## SELECTED EXCERPT
-*-

Photos provided by the Goldstein Museum of Design
Plastic. We’ve gotten to a point where can’t live without it, and it’s killing our planet.
The Goldstein Museum of Design (GMD), in its always-incisive way, acknowledges this dilemma in its current exhibition, Plastic Rapt: A History of Designing Forever, on view until Dec. 22. “On the one hand,” write the curators, “plastic is a highly functional material that is used in products like laptops, food packaging, O-rings, and surgical gloves. Brightly colored toys, flexible spatulas, leggings, and lawn chairs are typically made from plastics. On the other hand, it is asphyxiating the earth’s oceans and atmosphere, and it is not designed to go away when we want it to.”
According to recent research published in Environment International, micro-plastics (or tiny plastic particles) are not only found everywhere on earth, but they’re even in our blood. More research is underway to determine human health risks involved with plastic in the bloodstream.

-*-

## EXERCISE
Reproduce the part of the plastics exhibition text that begins with the words containing "According to recent" and ends with "in the bloodstream.". Rely only on the text about the plastics exhibition.

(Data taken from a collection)
-*-

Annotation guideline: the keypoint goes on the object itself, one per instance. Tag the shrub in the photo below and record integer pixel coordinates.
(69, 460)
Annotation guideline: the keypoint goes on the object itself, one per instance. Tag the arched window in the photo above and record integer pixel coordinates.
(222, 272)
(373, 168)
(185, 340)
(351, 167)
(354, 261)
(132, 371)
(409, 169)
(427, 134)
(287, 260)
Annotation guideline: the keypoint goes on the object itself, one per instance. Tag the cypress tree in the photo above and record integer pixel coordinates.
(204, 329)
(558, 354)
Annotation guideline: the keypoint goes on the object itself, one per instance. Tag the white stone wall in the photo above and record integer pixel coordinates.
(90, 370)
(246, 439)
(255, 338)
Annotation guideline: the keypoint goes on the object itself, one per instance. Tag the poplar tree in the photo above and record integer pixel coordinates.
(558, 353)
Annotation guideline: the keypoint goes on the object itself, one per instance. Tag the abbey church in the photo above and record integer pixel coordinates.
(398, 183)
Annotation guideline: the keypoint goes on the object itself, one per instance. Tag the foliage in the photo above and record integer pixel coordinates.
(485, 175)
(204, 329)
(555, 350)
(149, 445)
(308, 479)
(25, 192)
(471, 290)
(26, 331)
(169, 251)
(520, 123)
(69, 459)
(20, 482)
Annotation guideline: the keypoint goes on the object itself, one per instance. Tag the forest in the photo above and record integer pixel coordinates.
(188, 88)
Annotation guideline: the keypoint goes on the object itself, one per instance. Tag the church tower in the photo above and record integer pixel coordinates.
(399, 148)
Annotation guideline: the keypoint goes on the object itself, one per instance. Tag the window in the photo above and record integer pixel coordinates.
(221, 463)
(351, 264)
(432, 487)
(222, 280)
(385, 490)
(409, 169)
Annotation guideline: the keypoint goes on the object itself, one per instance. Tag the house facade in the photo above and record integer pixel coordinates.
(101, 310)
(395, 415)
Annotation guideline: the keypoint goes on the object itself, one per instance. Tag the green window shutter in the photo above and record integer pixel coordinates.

-*-

## EXERCISE ANSWER
According to recent research published in Environment International, micro-plastics (or tiny plastic particles) are not only found everywhere on earth, but they’re even in our blood. More research is underway to determine human health risks involved with plastic in the bloodstream.